▸ **Aufgabe und Anforderungen**
Setze den folgenden Artikel über die Hinrichtung von Jamshid Sharmahd und politische Patenschaften nach seinem letzten Satz fort.

▸ **Artikel**
<<<<
Die Hinrichtung des Deutsch-Iraners Jamshid Sharmahd am Montag hat auch in Köln Trauer ausgelöst. In der Nähe der Altstadt stellten Menschen am Montagabend spontan Kerzen für den Getöteten auf.
Der Journalist und Aktivist war im Sommer 2020 vom iranischen Geheimdienst in Dubai entführt und in den Iran gebracht worden. Seitdem saß er in Teheran im Gefängnis. Ein Revolutionsgericht hatte den 69-Jährigen im Februar 2023 wegen "Korruption auf Erden" zum Tod verurteilt. Nach Informationen der Internationalen Gesellschaft für Menschenrechte (IGFM) wurde Sharmahd gehängt.
Der CDU-Parteivorsitzende Friedrich Merz hatte im Januar 2023 eine "Politische Patenschaft" für Jamshid Sharmahd übernommen. Zu dem Zeitpunkt saß Sharmahd bereits fast 900 Tage in Einzelhaft in einem iranischen Gefängnis und erwartete seinen letzten Prozesstag.
Was ist eine "politische Patenschaft"?
Die Idee dahinter ist, dass sich deutsche Politiker öffentlich für Menschen engagieren, die in Unrechtsstaaten mutmaßlich unschuldig im Gefängnis sitzen. Organisiert und vergeben werden solche Patenschaften durch die Internationale Gesellschaft für Menschenrechte (IGFM) mit Sitz in Frankfurt.
Besonders viele Patenschaften bestehen zu Inhaftierten in Iran, China und Russland. Aber auch Fälle in der Türkei, in Belarus, Kuba oder Nicaragua sind dabei.
Wie funktioniert das konkret?
Interessierten Abgeordneten schlage die IGFM einen Menschen vor, der zurzeit als politischer Gefangener mutmaßlich zu Unrecht in einem Gefängnis sitzt, erklärt IGFM-Sprecher Valerio Krüger. Meist handelt es sich um Aktivisten oder Aktivistinnen beziehungsweise Journalistinnen und Journalisten, die sich gewaltlos für Menschenrechte, Frauenrechte oder Umweltschutz eingesetzt haben oder Angehörige verfolgter Minderheiten sind. Die IGFM stellt dann Informationen über den Gefangenen zusammen und liefert Updates, sobald es Veränderungen gibt.
Welche Aufgabe ist damit verbunden?
Abgeordnete, die eine politische Patenschaft übernommen haben, sollen "ihren" Fall so oft wie möglich publik machen. Das können Informationsveranstaltungen über den Gefangenen im eigenen Wahlkreis sein oder Unterschriften-Listen für den Gefangenen. "Je mehr Öffentlichkeit für den Gefangenen, umso besser", beschreibt die IGFM die Idee. Vor allem aber soll der oder die Abgeordnete sich an den Botschafter und die Regierung des entsprechenden Landes wenden und immer wieder Fragen zu dem politischen Gefangenen stellen.
>>>>
▸ **Bereitgestellte Datensätze**
<<<<
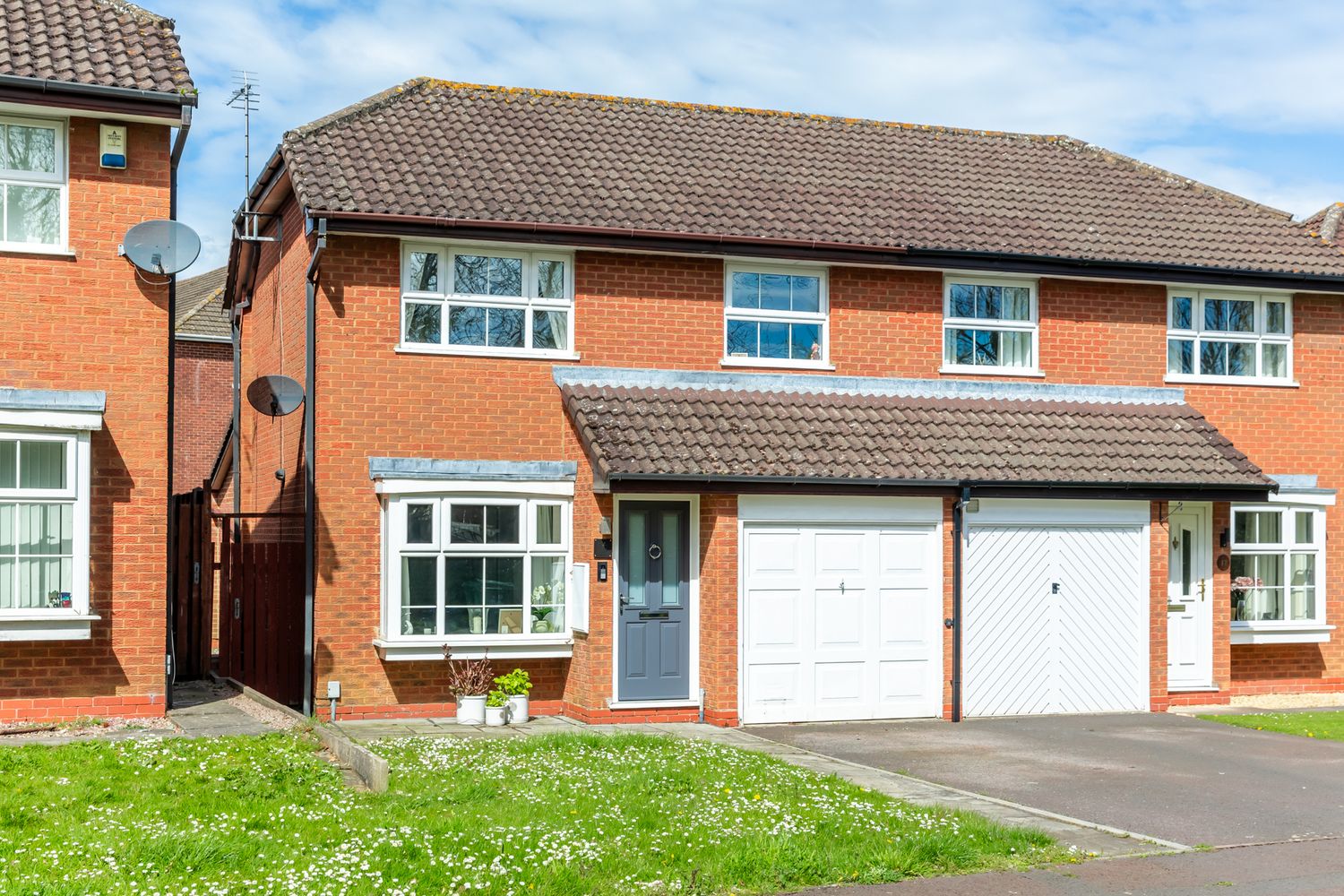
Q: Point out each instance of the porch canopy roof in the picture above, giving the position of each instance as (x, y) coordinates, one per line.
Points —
>>>>
<<<<
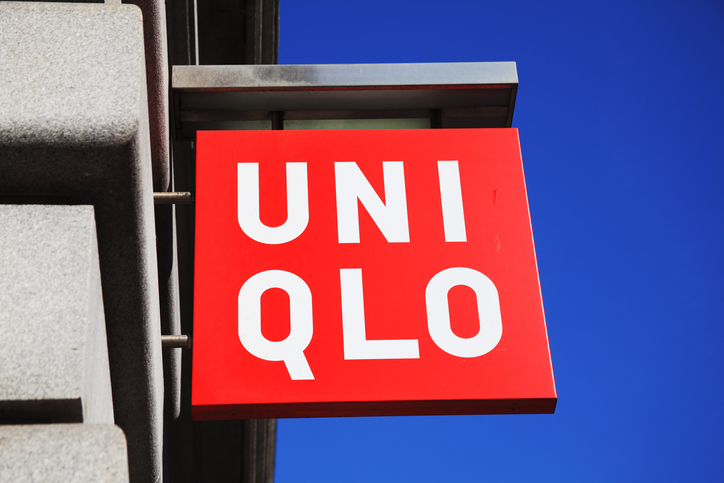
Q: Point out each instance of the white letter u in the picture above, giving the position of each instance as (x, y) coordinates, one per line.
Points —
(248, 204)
>>>>
▸ **Ergebnis zur Aufgabe**
Was kann eine politische Patenschaft bringen?
Ziel ist grundsätzlich die Freilassung des jeweiligen Menschen. Die Aufmerksamkeit deutscher Politiker für einen inhaftierten Aktivisten soll die jeweilige Regierung in Zugzwang bringen. "Selbst Folterstaaten wie die Islamische Republik Iran oder die Volksrepublik China wollen nach außen einen Anschein von Rechtmäßigkeit aufrechterhalten", schreibt die IGFM. Für beide Länder sei Deutschland "politisch und wirtschaftlich ein außerordentlich wichtiges Land".
Die Erfahrung zeige, dass Länder wie der Iran "Wünsche von deutschen Abgeordneten und Vorgänge, die den Iran betreffen, sehr aufmerksam wahrnimmt". Der Einsatz von Politikern habe bereits für viele der betreuten Gefangenen zu erheblichen Verbesserungen geführt, sagt Krüger: Zur Umwandlung von Todesstrafen in Haftstrafen, zur deutlichen Reduzierung der willkürlichen Gefängnisstrafen, zu einem Ende von Misshandlungen und vielfach auch zur Freilassung.
Die hessische Landtagsabgeordnete Martina Feldmayer (Grüne) beispielsweise sei besonders aktiv. Unter ihrer Patenschaft kam die iranische Umweltwissenschaftlerin Niloufar Bayani frei, ebenso die iranische Schriftstellerin Golrokh Iraee.
Wer hat eine politische Patenschaft übernommen?
Derzeit gebe es etwa 80 solcher Patenschaften von Politikern aus CDU, CSU, SPD, Bündnis90/Die Grünen und der FDP, so IGFM-Sprechr Krüger - vom Landtagsabgeordneten bis zum Präsidenten des Europäischen Parlaments. Darunter sind viele unbekanntere Landtagsabgeordnete, aber auch etwa der niedersächsische Ministerpräsident Stephan Weil, die grüne Bundestagsabgeordnete Katrin Göring-Eckardt, der FDP-Generalsekretär Bijan Djir-Sarai oder NRW-Umweltminister Oliver Krischer von den Grünen.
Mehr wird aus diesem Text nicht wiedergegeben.